[Start Dataset rows]

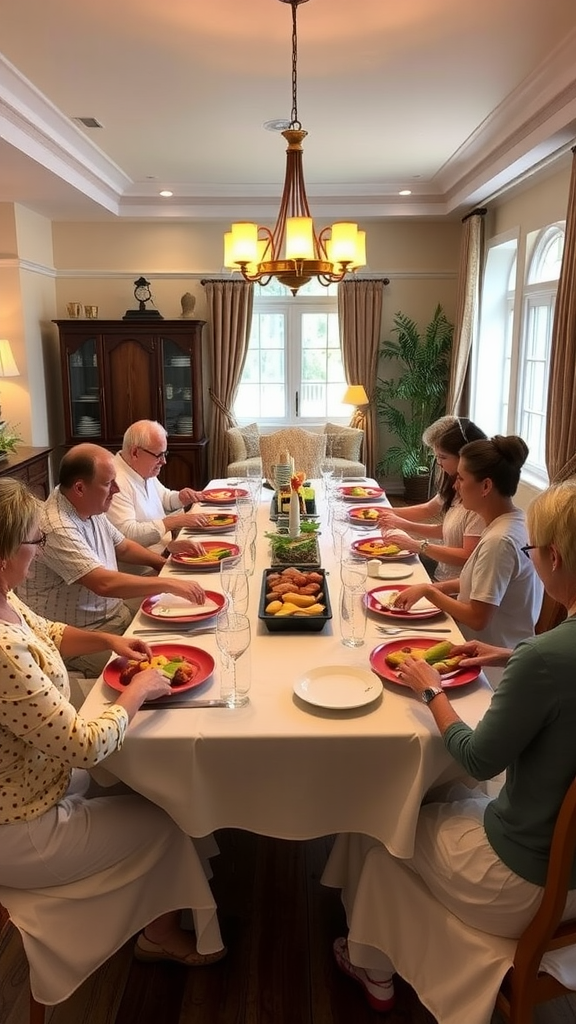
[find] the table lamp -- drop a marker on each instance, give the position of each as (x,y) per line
(7,363)
(356,395)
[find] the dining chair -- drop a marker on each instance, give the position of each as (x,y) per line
(37,1013)
(528,982)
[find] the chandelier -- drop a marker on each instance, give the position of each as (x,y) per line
(293,252)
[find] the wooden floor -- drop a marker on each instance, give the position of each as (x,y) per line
(279,924)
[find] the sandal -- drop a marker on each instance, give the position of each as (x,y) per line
(152,951)
(378,993)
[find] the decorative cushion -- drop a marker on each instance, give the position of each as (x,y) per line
(244,442)
(306,449)
(343,442)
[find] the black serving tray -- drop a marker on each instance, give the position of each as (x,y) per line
(294,624)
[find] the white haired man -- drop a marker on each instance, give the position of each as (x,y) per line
(142,509)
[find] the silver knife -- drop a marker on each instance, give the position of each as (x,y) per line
(173,702)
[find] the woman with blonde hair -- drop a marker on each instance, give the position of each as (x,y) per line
(445,530)
(483,859)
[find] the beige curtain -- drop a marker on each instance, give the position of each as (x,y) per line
(467,300)
(561,414)
(230,303)
(360,314)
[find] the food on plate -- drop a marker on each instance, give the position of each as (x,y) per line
(211,556)
(368,514)
(438,655)
(178,670)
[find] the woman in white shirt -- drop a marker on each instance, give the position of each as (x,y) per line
(446,531)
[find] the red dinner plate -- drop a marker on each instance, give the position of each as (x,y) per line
(369,494)
(372,603)
(373,547)
(379,654)
(358,515)
(148,606)
(196,655)
(217,521)
(196,565)
(224,496)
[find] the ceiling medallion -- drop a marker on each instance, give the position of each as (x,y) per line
(293,252)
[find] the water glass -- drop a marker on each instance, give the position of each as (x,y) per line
(233,640)
(234,583)
(246,540)
(353,616)
(354,572)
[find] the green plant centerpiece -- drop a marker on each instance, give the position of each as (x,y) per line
(9,439)
(301,550)
(413,398)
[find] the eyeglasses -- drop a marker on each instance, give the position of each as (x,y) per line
(527,548)
(155,455)
(41,540)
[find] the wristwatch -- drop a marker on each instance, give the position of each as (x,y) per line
(429,693)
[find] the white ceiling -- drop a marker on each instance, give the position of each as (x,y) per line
(452,99)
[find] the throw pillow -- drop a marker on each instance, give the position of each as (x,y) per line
(343,442)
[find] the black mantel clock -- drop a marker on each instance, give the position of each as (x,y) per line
(142,295)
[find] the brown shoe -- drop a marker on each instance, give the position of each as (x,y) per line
(152,952)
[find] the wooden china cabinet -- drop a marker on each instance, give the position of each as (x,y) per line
(116,372)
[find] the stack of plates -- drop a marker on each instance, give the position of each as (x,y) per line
(183,425)
(88,426)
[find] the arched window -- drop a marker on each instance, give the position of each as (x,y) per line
(539,301)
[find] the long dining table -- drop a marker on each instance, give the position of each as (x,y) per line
(280,766)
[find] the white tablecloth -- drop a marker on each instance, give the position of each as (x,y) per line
(280,766)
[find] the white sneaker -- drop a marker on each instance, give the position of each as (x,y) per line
(379,993)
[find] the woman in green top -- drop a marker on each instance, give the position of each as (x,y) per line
(485,859)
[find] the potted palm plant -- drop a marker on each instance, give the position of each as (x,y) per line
(408,401)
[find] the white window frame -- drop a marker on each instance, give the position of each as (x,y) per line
(293,308)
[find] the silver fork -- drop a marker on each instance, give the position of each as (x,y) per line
(393,630)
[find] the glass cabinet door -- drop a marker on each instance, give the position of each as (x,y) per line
(85,389)
(177,388)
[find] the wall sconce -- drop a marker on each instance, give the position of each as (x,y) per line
(356,395)
(7,363)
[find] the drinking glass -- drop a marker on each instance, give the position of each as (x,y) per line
(353,616)
(234,583)
(245,538)
(354,572)
(233,639)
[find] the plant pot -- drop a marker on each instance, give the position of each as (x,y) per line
(416,488)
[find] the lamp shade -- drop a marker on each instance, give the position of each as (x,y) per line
(355,395)
(7,363)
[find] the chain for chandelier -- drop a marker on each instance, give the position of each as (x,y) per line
(293,252)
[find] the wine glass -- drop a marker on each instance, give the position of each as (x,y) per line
(354,572)
(233,638)
(234,583)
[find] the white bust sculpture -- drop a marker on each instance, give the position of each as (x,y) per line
(188,303)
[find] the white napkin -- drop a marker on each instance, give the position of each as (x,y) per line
(385,600)
(170,606)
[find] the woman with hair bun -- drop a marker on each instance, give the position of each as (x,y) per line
(497,597)
(445,529)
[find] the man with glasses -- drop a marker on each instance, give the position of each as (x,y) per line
(144,510)
(75,579)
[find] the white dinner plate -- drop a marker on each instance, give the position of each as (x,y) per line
(393,571)
(338,686)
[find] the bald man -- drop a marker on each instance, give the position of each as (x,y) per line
(75,579)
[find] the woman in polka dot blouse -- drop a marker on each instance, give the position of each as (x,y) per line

[End Dataset rows]

▸ What to do
Please rewrite all of the rows above, changing "drop a marker" to "place a point" and keeping everything else the same. Leave the pictures out of your answer.

▸ Answer to this exercise
[find] the table lamp -- place a point on each instance, give the position of each as (x,y) per line
(7,363)
(356,395)
[find] the dining chair -- place a point on each instance, give the position of each as (x,y) per line
(37,1013)
(528,982)
[find] the chandelier -- place a point on each instance, give the position of each as (x,y) per line
(293,252)
[find] the wooden floor -- place a point on each instance, give the position of each as (x,y) per line
(279,924)
[find] the sandal -- place a point on each instance, give the position of each as (x,y) per line
(152,951)
(378,993)
[find] the decorative cushion -- place a point on each instance, give the position of each as (x,y) per line
(244,442)
(306,449)
(343,442)
[find] the black serving tray -- place a point on each instance, give the position of each as (x,y) per line
(294,624)
[find] the white haired man -- place a point on each instance, give the position of each as (x,y) per line
(142,509)
[find] the silver knife -- place a point on each instance, give the position of each as (x,y) per line
(173,702)
[find] the woman with blonde hair -- place a point on each instance, give the position of each as (x,y) per line
(445,530)
(483,859)
[find] the beige curtain -- place a point on each instance, give the position of each as (x,y) per line
(467,300)
(561,414)
(230,303)
(360,314)
[find] the food on plate -- place a point on each instance, give the position of each as (x,y) per line
(211,556)
(368,514)
(438,655)
(178,670)
[find] the woman in white shirt -- place a point on each instance, give the position of each as (x,y) per line
(446,531)
[find] the red dinner plate -- place a point on each instance, give the position of each as (x,y) per line
(369,494)
(372,603)
(373,547)
(379,654)
(358,515)
(148,606)
(196,655)
(217,521)
(196,565)
(224,496)
[find] the ceiling medallion -- place a point on each instance, give the position of each as (x,y) per line
(293,252)
[find] the water glass -- place a point on each instance, give the position of each as (x,y) per line
(233,640)
(234,583)
(246,540)
(353,616)
(354,572)
[find] the green plant centerpiece -- place a point on each instance, give the position of each as (x,y) per line
(9,439)
(301,550)
(413,398)
[find] the eyeglasses -- place a point on each instance, give the position of each as (x,y) per line
(527,548)
(155,455)
(41,540)
[find] the wristwatch -- place a point on each instance, give the position of each as (x,y) per line
(429,693)
[find] the white ceiling -- place a point on each instance, give the position of each as (x,y) per line
(452,99)
[find] the throw pillow -- place a point on each instance, give the position of each as (x,y) per line
(343,442)
[find] the black mantel clock -- place a point on each instance, give the position of each as (x,y) per line
(142,295)
[find] the brown shoe -- place a point on each instance, give the position of each as (x,y) per line
(152,952)
[find] the wooden china cabinet -- place a point on each instance, give the position of each as (x,y) per line
(116,372)
[find] the stack of plates -- place a point on each instance, give the position of each as (x,y) per line
(183,425)
(88,426)
[find] the arched window -- place a point on each instance, give the position of each as (x,y) per line
(539,301)
[find] the long dining table -- place a point on each instance, give the position of each as (x,y) per line
(280,766)
[find] the white tablecloth -- place a point on each instance, give the position of each as (x,y) per line
(280,766)
[find] the white sneaker -- place a point on each instance, give the position of each as (x,y) per line
(379,993)
[find] the woman in green top -- place a point on each instance, give the position of each as (x,y) per line
(485,859)
[find] the potted palm plant -- place a point on each instance, give the position of each as (x,y) per line
(408,401)
[find] the white window frame -- place a point on each instance, give the position of each as (x,y) per line
(293,308)
[find] the silver fork -- place a point on each instance, give the position of each as (x,y) per line
(393,630)
[find] the glass cabinet door -- place a point on each instance, give the position of each as (x,y) per line
(85,389)
(177,388)
[find] the wall sconce -- place a point on each instance, give the position of each as (x,y) per line
(356,395)
(7,363)
[find] the drinking glass -- place a point on each instance, give the position of each as (x,y) per line
(353,616)
(234,583)
(245,538)
(354,572)
(233,639)
[find] the plant pot -- place a point on each instance, give the position of each as (x,y) per line
(416,488)
[find] the lamp shade -- place a point on each instance, give the position of each as (x,y) per line
(355,395)
(7,363)
[find] the chain for chandelier -- place a point on each instance, give the position of each as (x,y) per line
(293,252)
[find] the wine glass -- place a point on each instance, give the position of each as (x,y) per line
(354,572)
(233,638)
(234,583)
[find] the white bust sculpture -- place a point on each instance, give the position of each as (x,y) per line
(188,303)
[find] the white napkin -- place a point on each instance, give the position of each as (x,y) per line
(385,600)
(170,606)
[find] the woman with hair bun -- place a point on each instance, give the position of each as (x,y) per line
(497,597)
(445,529)
[find] the man with glasses -- place a point on each instance, give the position of each as (x,y) per line
(144,510)
(75,579)
[find] the white dinner plate -- place a point on each instance, give the position of each as (x,y) per line
(393,571)
(338,686)
[find] the bald man -- place a point on each instance, give the position of each as (x,y) per line
(75,579)
[find] the woman in polka dot blouse -- place a point on each instance, give the position of each as (x,y) per line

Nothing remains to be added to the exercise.